# Dateipfade auslesen



## Ching-Lau (25. Jun 2010)

Hi,

ist es in Java möglich "alle" Dateipfade auszulesen?? Oder Dateipfade, in denen bestimmte Datein mit einer bestimmten Dateiendung vorkommen?? Also z.B. wenn es 2 .exe Dateien auf dem ganzen Rechner gibt, dann etwa so etwas zurückgegeben wird:

C:/Programme/***/***/test.exe
E:/Users/test2.exe

Ist dies möglich oder ist das zu "hardwarenah" für Java? Eigentlich müsste es jedoch funktionieren, da ja der JFileChooser auch auf diese Pfade zugreifen kann. 

Ching-Lau

PS: Eigentlich suche ich eine Methode, die nach bestimmten Dateiendungen sucht oder alle Pfade zurückgibt.


----------



## agentone (25. Jun 2010)

File (Java 2 Platform SE v1.4.2)

Die Klasse java.io.File:
-> listRoots() gibt dir alle Laufwerke zurück
-> listFiles() gibt alle Dateien und Ordner die sich in einem bestimmten Laufwerk oder Ordner befinden zurück
-> für deine Zwecke bei listFiles einen FilenameFilter übergeben
-> isFile() gibt zurück, ob es sich um eine Datei handelt

Implementierung:
Eine rekursiv arbeitende Methode, der ein File-Objekt und ein Filter übergeben wird. Das File-Objekt ruft listFiles(filter) auf. u.s.w.


----------



## Ching-Lau (25. Jun 2010)

Danke genau das habe ich gesucht =)


----------



## Ching-Lau (25. Jun 2010)

Noch eine Frage: Ist es möglich alle Pfade einer Festplatte (z.B. D zu bekommen?? Oder muss man da dann jeden Ordner einzeln mit listFiles() durchgehen??


----------



## agentone (25. Jun 2010)

Direkt alle Pfade bekommen geht nicht. Du musst rekursiv arbeiten. Leider.


----------



## Ching-Lau (25. Jun 2010)

Mmmhhh das klingt kompliziert... Ich werds mal versuchen =)


----------



## Ching-Lau (25. Jun 2010)

Hi,

Ich habe jetzt mal angefangen und es klappt auch bis zu 2 Unterordner. Jedoch gehe ich jedes einzeln durch (Siehe Quellcode). Gibt es auch eine einfachere Methode, bei der man nicht alles für jeden Unterordner wiederhohlen muss?? Denn ich weiß ja nicht wie viele Unterordner es gibt... Sonst müsste ich es 100 mal wiederhohlen um auch wirklich alles abzudecken.

Hier der Quellcode:

[Java]

File allc[] = new File("C:/").listFiles();

		HashMap<Integer, String> all = new HashMap<Integer, String>();

		File moment = new File("C:/");

		int y = 0;

		for (int i = 0; i < allc.length; i++)

Auszüge aus Datensatz =>
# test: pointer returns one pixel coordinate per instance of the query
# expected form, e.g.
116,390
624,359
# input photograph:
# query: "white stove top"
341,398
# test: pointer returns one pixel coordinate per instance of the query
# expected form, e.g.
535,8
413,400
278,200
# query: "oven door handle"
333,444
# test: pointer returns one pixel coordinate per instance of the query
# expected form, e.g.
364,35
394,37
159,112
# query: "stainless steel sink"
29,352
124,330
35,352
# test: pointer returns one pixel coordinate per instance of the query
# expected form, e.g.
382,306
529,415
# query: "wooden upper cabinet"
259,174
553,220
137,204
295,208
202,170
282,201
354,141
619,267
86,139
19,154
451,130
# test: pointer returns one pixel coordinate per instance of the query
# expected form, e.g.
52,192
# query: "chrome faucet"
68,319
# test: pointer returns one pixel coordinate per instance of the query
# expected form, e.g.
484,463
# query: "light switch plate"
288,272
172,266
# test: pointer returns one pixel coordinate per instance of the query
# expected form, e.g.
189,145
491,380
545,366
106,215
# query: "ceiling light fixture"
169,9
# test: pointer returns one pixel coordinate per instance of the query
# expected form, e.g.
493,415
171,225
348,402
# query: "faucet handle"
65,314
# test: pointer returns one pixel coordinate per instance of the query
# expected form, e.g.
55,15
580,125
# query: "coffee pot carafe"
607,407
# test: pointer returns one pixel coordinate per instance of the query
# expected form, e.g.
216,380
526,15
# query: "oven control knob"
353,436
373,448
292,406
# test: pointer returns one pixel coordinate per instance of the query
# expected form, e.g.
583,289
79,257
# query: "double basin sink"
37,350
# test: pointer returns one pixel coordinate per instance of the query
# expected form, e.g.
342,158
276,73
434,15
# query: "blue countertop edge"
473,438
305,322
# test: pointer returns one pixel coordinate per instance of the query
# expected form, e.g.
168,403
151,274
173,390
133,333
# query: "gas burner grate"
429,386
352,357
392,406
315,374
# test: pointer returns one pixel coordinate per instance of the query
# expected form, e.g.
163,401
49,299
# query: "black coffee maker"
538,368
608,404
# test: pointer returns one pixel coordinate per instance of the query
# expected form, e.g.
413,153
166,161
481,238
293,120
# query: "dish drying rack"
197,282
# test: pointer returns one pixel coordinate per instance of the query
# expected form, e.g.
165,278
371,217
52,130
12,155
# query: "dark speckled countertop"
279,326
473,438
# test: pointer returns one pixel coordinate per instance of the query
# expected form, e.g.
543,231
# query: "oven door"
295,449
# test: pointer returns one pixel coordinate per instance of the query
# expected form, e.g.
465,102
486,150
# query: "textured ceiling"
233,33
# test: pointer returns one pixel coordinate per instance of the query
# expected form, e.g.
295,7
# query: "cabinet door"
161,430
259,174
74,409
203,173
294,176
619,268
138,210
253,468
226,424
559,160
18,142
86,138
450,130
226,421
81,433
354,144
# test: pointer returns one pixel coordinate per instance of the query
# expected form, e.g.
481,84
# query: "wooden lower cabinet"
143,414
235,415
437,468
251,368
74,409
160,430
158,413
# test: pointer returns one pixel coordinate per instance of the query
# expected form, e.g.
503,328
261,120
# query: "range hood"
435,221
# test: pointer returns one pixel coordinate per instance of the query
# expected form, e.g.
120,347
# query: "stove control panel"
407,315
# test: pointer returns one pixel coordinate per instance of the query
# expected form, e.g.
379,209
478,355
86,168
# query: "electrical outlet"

Aufgabenstellung =>
1 – Gib bitte den Abschnitt der Forumsdiskussion wortgetreu wieder, beginnend mit „C:/Programme/***/***/test.exe“ und weiter bis einschließlich „Pfade zugreifen kann.“.
2 – Nenne jede Zeile der Einträge, in der die Zeichenfolge „coffee“ vorkommt, wobei Groß- und Kleinschreibung zählt.
Die Forumsdiskussion und die Einträge sind voneinander unabhängiges Material.

Lösungen pro Aufgabe =>
1 –
C:/Programme/***/***/test.exe
E:/Users/test2.exe

Ist dies möglich oder ist das zu "hardwarenah" für Java? Eigentlich müsste es jedoch funktionieren, da ja der JFileChooser auch auf diese Pfade zugreifen kann.

2 –
# query: "coffee pot carafe"
# query: "black coffee maker"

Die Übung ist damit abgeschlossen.